[Start]
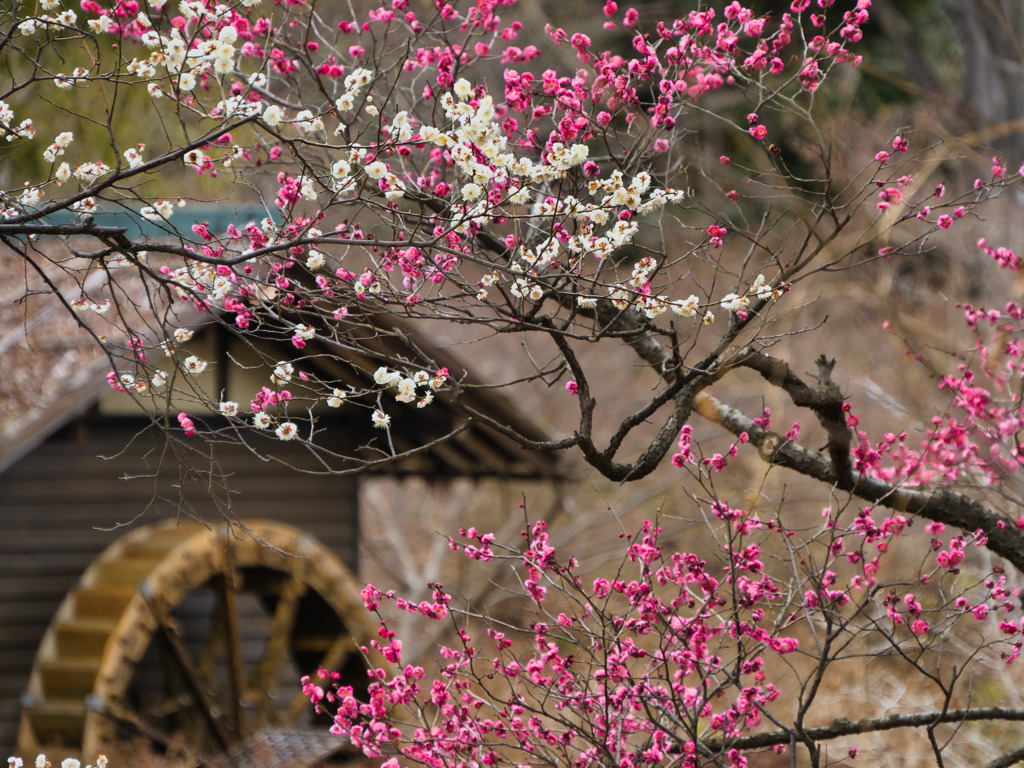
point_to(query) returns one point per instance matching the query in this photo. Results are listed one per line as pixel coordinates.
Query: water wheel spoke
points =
(342, 646)
(232, 646)
(264, 679)
(125, 717)
(188, 671)
(212, 617)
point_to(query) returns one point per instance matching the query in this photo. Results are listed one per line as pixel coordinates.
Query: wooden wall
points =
(58, 503)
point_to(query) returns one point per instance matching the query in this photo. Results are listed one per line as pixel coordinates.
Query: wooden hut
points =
(90, 501)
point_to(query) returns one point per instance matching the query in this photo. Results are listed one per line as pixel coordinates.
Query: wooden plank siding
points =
(60, 506)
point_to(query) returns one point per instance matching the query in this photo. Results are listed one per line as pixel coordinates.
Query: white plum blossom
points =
(377, 169)
(287, 431)
(687, 307)
(733, 303)
(194, 365)
(315, 260)
(273, 115)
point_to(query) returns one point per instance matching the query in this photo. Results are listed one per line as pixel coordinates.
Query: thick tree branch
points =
(825, 400)
(940, 504)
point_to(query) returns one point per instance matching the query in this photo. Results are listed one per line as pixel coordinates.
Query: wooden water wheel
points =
(196, 639)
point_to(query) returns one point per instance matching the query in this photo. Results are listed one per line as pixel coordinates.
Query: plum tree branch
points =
(940, 504)
(843, 727)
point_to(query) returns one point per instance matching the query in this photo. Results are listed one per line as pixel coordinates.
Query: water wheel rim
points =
(200, 555)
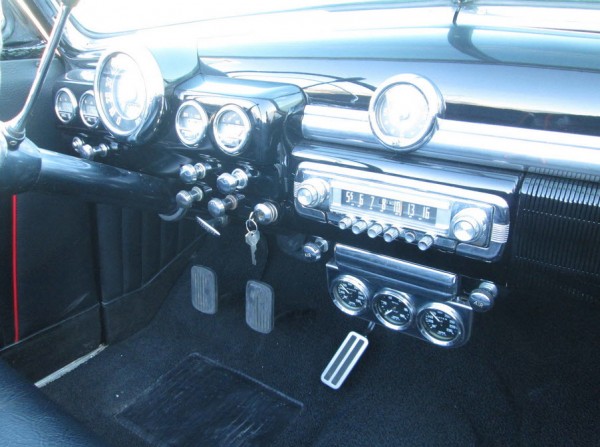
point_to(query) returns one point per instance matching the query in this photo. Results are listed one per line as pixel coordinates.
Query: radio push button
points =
(469, 224)
(312, 192)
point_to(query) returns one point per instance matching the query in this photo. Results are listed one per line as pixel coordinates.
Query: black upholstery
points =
(30, 419)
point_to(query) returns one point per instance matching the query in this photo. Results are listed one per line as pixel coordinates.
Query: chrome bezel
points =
(449, 311)
(404, 298)
(435, 106)
(73, 101)
(81, 114)
(154, 106)
(247, 125)
(198, 107)
(360, 285)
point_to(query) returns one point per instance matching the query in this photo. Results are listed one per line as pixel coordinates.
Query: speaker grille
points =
(557, 237)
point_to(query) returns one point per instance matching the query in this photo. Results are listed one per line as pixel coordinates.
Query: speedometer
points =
(129, 94)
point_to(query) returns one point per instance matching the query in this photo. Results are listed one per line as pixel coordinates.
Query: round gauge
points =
(231, 129)
(440, 324)
(65, 105)
(129, 94)
(394, 309)
(404, 110)
(87, 109)
(350, 294)
(191, 122)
[End]
GIVEN REQUEST> List every line of the records above that contains the string "branch". Case counts.

ANSWER TO THE PROBLEM>
Query: thick tree branch
Query: plum tree branch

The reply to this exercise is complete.